▽
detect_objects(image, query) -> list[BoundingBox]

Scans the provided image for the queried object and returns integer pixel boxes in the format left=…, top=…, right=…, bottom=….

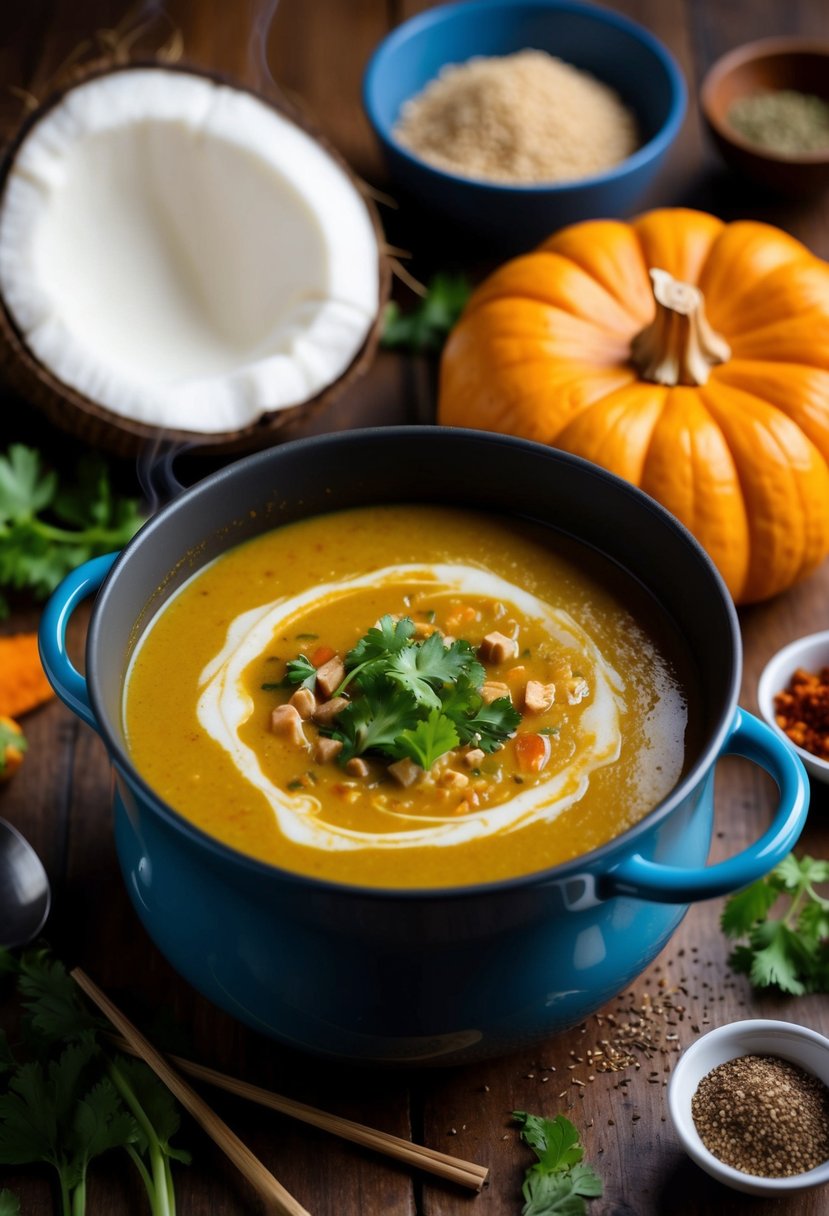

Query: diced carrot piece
left=513, top=732, right=549, bottom=772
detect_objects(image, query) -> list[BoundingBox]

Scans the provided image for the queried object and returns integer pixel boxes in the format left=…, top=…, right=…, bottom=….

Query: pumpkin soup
left=124, top=506, right=689, bottom=886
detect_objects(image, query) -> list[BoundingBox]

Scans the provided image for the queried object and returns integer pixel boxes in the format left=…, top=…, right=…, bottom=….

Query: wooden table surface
left=0, top=0, right=829, bottom=1216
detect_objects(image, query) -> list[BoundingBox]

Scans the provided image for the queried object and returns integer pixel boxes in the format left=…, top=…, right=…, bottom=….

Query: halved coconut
left=0, top=66, right=388, bottom=452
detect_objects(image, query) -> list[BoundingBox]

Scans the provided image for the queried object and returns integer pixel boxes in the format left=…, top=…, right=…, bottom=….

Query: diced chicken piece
left=314, top=734, right=343, bottom=764
left=565, top=676, right=590, bottom=705
left=389, top=756, right=423, bottom=788
left=480, top=680, right=512, bottom=705
left=316, top=654, right=345, bottom=700
left=524, top=680, right=556, bottom=714
left=288, top=688, right=316, bottom=717
left=314, top=697, right=350, bottom=726
left=271, top=705, right=308, bottom=748
left=478, top=629, right=518, bottom=663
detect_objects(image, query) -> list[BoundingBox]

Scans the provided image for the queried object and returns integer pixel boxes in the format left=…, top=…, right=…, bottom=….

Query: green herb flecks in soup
left=125, top=506, right=688, bottom=886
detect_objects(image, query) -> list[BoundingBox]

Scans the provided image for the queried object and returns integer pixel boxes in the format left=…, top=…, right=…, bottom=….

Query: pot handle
left=38, top=553, right=118, bottom=731
left=602, top=709, right=808, bottom=903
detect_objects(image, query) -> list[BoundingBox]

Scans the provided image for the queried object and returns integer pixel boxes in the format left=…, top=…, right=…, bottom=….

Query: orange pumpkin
left=439, top=209, right=829, bottom=602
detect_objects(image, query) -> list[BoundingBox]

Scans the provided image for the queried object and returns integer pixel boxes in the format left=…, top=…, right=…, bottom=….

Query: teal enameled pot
left=41, top=427, right=808, bottom=1063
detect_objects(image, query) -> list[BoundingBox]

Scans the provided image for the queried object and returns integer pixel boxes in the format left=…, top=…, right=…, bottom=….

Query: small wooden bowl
left=700, top=38, right=829, bottom=195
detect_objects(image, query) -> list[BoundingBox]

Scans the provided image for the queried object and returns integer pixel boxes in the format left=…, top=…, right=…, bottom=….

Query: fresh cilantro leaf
left=385, top=634, right=474, bottom=709
left=721, top=854, right=829, bottom=995
left=750, top=921, right=812, bottom=996
left=380, top=274, right=470, bottom=354
left=385, top=634, right=484, bottom=709
left=114, top=1055, right=190, bottom=1164
left=720, top=878, right=779, bottom=938
left=513, top=1110, right=585, bottom=1173
left=0, top=721, right=28, bottom=772
left=0, top=1030, right=15, bottom=1076
left=458, top=697, right=521, bottom=751
left=561, top=1161, right=604, bottom=1199
left=521, top=1166, right=587, bottom=1216
left=797, top=900, right=829, bottom=944
left=331, top=672, right=417, bottom=761
left=73, top=1076, right=139, bottom=1172
left=0, top=1187, right=21, bottom=1216
left=345, top=613, right=415, bottom=671
left=768, top=852, right=811, bottom=893
left=513, top=1110, right=603, bottom=1216
left=0, top=444, right=57, bottom=523
left=0, top=950, right=187, bottom=1216
left=394, top=709, right=459, bottom=769
left=0, top=444, right=142, bottom=614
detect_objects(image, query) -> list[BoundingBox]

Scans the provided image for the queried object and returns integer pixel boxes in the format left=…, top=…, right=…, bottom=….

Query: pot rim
left=85, top=424, right=741, bottom=902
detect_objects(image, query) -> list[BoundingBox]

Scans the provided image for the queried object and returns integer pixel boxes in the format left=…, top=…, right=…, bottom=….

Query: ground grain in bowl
left=690, top=1055, right=829, bottom=1178
left=394, top=50, right=638, bottom=184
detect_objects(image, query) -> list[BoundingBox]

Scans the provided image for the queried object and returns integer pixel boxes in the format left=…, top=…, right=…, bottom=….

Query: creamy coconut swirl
left=197, top=564, right=624, bottom=851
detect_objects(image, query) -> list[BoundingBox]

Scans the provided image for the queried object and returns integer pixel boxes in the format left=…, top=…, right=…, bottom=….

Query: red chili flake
left=774, top=666, right=829, bottom=760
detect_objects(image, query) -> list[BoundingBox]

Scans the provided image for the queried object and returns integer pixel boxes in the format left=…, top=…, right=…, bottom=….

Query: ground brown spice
left=394, top=50, right=639, bottom=184
left=690, top=1055, right=829, bottom=1178
left=774, top=668, right=829, bottom=760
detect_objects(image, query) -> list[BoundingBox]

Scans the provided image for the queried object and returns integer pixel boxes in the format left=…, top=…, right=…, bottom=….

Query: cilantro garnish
left=394, top=709, right=459, bottom=769
left=280, top=614, right=520, bottom=769
left=0, top=720, right=28, bottom=773
left=0, top=444, right=142, bottom=615
left=380, top=274, right=470, bottom=354
left=513, top=1110, right=603, bottom=1216
left=720, top=854, right=829, bottom=996
left=0, top=950, right=188, bottom=1216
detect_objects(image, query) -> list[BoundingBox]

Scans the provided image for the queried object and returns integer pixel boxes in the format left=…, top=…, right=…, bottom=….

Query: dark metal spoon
left=0, top=820, right=52, bottom=948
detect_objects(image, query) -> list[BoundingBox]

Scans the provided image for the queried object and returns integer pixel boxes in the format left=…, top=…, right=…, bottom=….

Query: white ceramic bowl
left=667, top=1018, right=829, bottom=1197
left=757, top=630, right=829, bottom=782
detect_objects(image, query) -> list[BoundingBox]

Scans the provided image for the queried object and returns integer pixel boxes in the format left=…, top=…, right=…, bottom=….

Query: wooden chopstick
left=69, top=967, right=310, bottom=1216
left=108, top=1038, right=489, bottom=1190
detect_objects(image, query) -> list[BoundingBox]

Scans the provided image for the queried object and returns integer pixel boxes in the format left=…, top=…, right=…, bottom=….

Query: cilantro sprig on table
left=513, top=1110, right=603, bottom=1216
left=380, top=274, right=472, bottom=354
left=720, top=854, right=829, bottom=996
left=280, top=614, right=520, bottom=769
left=0, top=950, right=188, bottom=1216
left=0, top=444, right=142, bottom=617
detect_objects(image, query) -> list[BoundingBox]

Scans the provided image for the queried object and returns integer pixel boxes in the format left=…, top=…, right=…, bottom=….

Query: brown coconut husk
left=0, top=55, right=391, bottom=456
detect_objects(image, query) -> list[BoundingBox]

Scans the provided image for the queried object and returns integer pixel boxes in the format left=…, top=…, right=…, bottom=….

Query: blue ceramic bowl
left=363, top=0, right=687, bottom=252
left=41, top=427, right=808, bottom=1063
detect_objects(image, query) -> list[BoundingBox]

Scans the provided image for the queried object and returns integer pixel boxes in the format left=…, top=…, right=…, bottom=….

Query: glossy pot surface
left=41, top=427, right=808, bottom=1063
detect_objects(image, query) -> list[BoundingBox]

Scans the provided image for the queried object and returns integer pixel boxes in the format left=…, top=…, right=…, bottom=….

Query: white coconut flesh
left=0, top=68, right=379, bottom=433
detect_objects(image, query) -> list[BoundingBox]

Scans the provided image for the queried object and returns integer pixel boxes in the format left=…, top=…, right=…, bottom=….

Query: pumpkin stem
△
WHAT NEEDS TO BE DONE:
Rewrite all of the items above, changing "queried object" to "requested object" wherever it appears and leaving everything else as it is. Leave the pictures out.

TASK ANSWER:
detect_objects(image, query) -> list[BoundingBox]

Scans the provided image for the requested object and returns integer pixel boxes in the format left=…, top=…, right=…, bottom=….


Query: diced carrot piece
left=513, top=732, right=549, bottom=772
detect_objects(image, query) -> list[BoundingBox]

Scans the provided image for the requested object and returns integer pixel boxes in the format left=…, top=…, right=…, bottom=….

Query: pumpkin soup
left=124, top=506, right=689, bottom=886
detect_objects(image, query) -> list[BoundingBox]

Scans the provided image for the requested object and returns integer pixel boxes in the format left=…, top=…, right=…, bottom=….

Query: wooden table surface
left=0, top=0, right=829, bottom=1216
detect_objects(image, query) -> list[BoundingBox]

Scans the provided image for the requested object and returns integer pixel boxes in the format left=…, top=…, right=…, bottom=….

Query: halved coconut
left=0, top=66, right=388, bottom=452
detect_objects(image, query) -> list[BoundingBox]

Scans the provided image for the requested object and returns integer pixel boxes in the format left=…, top=…, right=…, bottom=….

Query: diced chicken piece
left=314, top=734, right=343, bottom=764
left=565, top=676, right=590, bottom=705
left=389, top=756, right=423, bottom=788
left=480, top=680, right=512, bottom=705
left=316, top=654, right=345, bottom=700
left=524, top=680, right=556, bottom=714
left=288, top=688, right=316, bottom=717
left=314, top=697, right=350, bottom=726
left=271, top=705, right=308, bottom=748
left=478, top=629, right=518, bottom=663
detect_objects(image, query) -> list[BoundingBox]

Scans the provided image for the requested object and returns integer pixel boxes in the format left=…, top=…, right=…, bottom=….

Query: green herb flecks in soup
left=125, top=506, right=688, bottom=886
detect_objects(image, query) -> list[BoundingBox]

Scans the provided image for the requested object and returns integer pixel boxes in the format left=…, top=…, right=…, bottom=….

Query: pot handle
left=38, top=553, right=118, bottom=731
left=602, top=709, right=808, bottom=903
detect_objects(image, query) -> list[BoundingBox]

Scans the provided image for the requested object and returns integer pixel boxes in the format left=…, top=…, right=…, bottom=….

Query: orange pumpkin
left=439, top=209, right=829, bottom=602
detect_objects(image, query) -> list[BoundingBox]

Scans the provided image for the requested object and returns integer pixel boxes in the format left=…, top=…, right=…, bottom=….

Query: teal enameled pot
left=41, top=427, right=808, bottom=1063
detect_objects(image, query) -> list[BoundingBox]

Scans the provided image for the requested object and returns integer pixel boxes in the format left=…, top=…, right=…, bottom=….

Query: small wooden bowl
left=700, top=38, right=829, bottom=195
detect_objects(image, query) -> list[BoundingBox]

Scans the provided image for the requested object and returns integer pixel boxes in the format left=…, top=…, right=…, bottom=….

Query: fresh cilantro leaf
left=385, top=634, right=474, bottom=709
left=721, top=854, right=829, bottom=995
left=750, top=921, right=812, bottom=996
left=380, top=274, right=470, bottom=354
left=385, top=634, right=484, bottom=709
left=114, top=1055, right=190, bottom=1164
left=720, top=878, right=779, bottom=938
left=513, top=1110, right=585, bottom=1173
left=0, top=721, right=28, bottom=772
left=0, top=1030, right=15, bottom=1076
left=458, top=697, right=521, bottom=751
left=561, top=1161, right=604, bottom=1199
left=521, top=1166, right=587, bottom=1216
left=797, top=900, right=829, bottom=944
left=331, top=672, right=417, bottom=761
left=73, top=1076, right=139, bottom=1172
left=0, top=1187, right=21, bottom=1216
left=345, top=613, right=415, bottom=671
left=768, top=852, right=811, bottom=893
left=513, top=1110, right=603, bottom=1216
left=0, top=444, right=57, bottom=523
left=0, top=950, right=187, bottom=1216
left=394, top=709, right=459, bottom=769
left=0, top=444, right=142, bottom=614
detect_objects(image, query) -> list[BoundingBox]

Scans the provided image for the requested object and returns integer pixel boxes in the format left=…, top=…, right=…, bottom=….

Query: pot rim
left=85, top=424, right=741, bottom=902
detect_objects(image, query) -> list[BoundingBox]

Scans the provided image for the requested object and returns integer pixel boxes in the format left=…, top=…, right=…, bottom=….

Query: ground grain in bowl
left=690, top=1055, right=829, bottom=1178
left=394, top=50, right=638, bottom=184
detect_objects(image, query) -> list[BoundingBox]

Scans the provided image for the requested object and returns integer pixel boxes in the format left=…, top=…, right=…, bottom=….

Query: creamy coconut swirl
left=197, top=564, right=624, bottom=851
detect_objects(image, query) -> list[BoundingBox]

Scans the provided image for the requested object and returns integer pixel boxes in the format left=…, top=…, right=…, bottom=….

Query: red chili flake
left=774, top=666, right=829, bottom=760
detect_objects(image, query) -> list[BoundingBox]

Scans the provided image for the requested object and returns integer pixel boxes in the format left=…, top=…, right=…, bottom=….

Query: ground brown spice
left=394, top=50, right=639, bottom=184
left=690, top=1055, right=829, bottom=1178
left=774, top=668, right=829, bottom=760
detect_objects(image, query) -> list[BoundingBox]

Scans the provided image for the requested object and returns integer pixel boxes in the format left=…, top=…, right=…, bottom=….

Query: cilantro garnish
left=394, top=709, right=459, bottom=769
left=280, top=614, right=520, bottom=769
left=0, top=720, right=28, bottom=773
left=0, top=444, right=142, bottom=615
left=380, top=274, right=470, bottom=354
left=513, top=1110, right=603, bottom=1216
left=720, top=854, right=829, bottom=996
left=0, top=950, right=188, bottom=1216
detect_objects(image, query) -> list[BoundingBox]

Scans the provided image for the requested object and returns integer pixel boxes in the format left=…, top=…, right=…, bottom=….

Query: dark metal spoon
left=0, top=820, right=52, bottom=948
detect_objects(image, query) -> list[BoundingBox]

Scans the provided image for the requested object and returns integer pixel boxes in the format left=…, top=…, right=…, bottom=….

Query: white ceramic bowl
left=667, top=1018, right=829, bottom=1197
left=757, top=630, right=829, bottom=782
detect_objects(image, query) -> list[BoundingBox]

Scans the provided image for the requested object and returns integer pixel boxes in the format left=…, top=…, right=…, bottom=….

Query: wooden chopstick
left=69, top=967, right=310, bottom=1216
left=108, top=1038, right=489, bottom=1190
detect_objects(image, query) -> list[BoundingBox]

Scans the provided image for the requested object and returns integer pixel boxes in the format left=…, top=…, right=…, bottom=….

Query: cilantro sprig on table
left=513, top=1110, right=603, bottom=1216
left=380, top=274, right=472, bottom=354
left=720, top=854, right=829, bottom=996
left=280, top=614, right=520, bottom=769
left=0, top=950, right=188, bottom=1216
left=0, top=444, right=142, bottom=617
detect_objects(image, query) -> list[BoundingBox]

Scans the provided image for the requested object and returns integer pixel boxes in the format left=…, top=…, right=…, bottom=….

Query: brown coconut husk
left=0, top=55, right=391, bottom=456
detect_objects(image, query) -> list[BoundingBox]

Scans the provided image for the requested object and returns integer pixel boxes in the format left=…, top=…, right=…, bottom=….

Query: blue ceramic bowl
left=363, top=0, right=687, bottom=252
left=41, top=427, right=808, bottom=1063
detect_objects(image, query) -> list[BoundingBox]

Scans the provided image for the requested object and returns integer pixel boxes in the format left=…, top=…, right=…, bottom=….

Query: glossy pot surface
left=41, top=427, right=808, bottom=1063
detect_objects(image, query) -> list[BoundingBox]

Scans the provided image for the requested object and returns integer pixel boxes in the format left=…, top=…, right=…, bottom=….

Query: white coconut flesh
left=0, top=68, right=379, bottom=433
detect_objects(image, query) -> list[BoundingBox]

Scans the provided image for the requested object and returns integer pixel boxes in the format left=…, top=…, right=…, bottom=….

Query: pumpkin stem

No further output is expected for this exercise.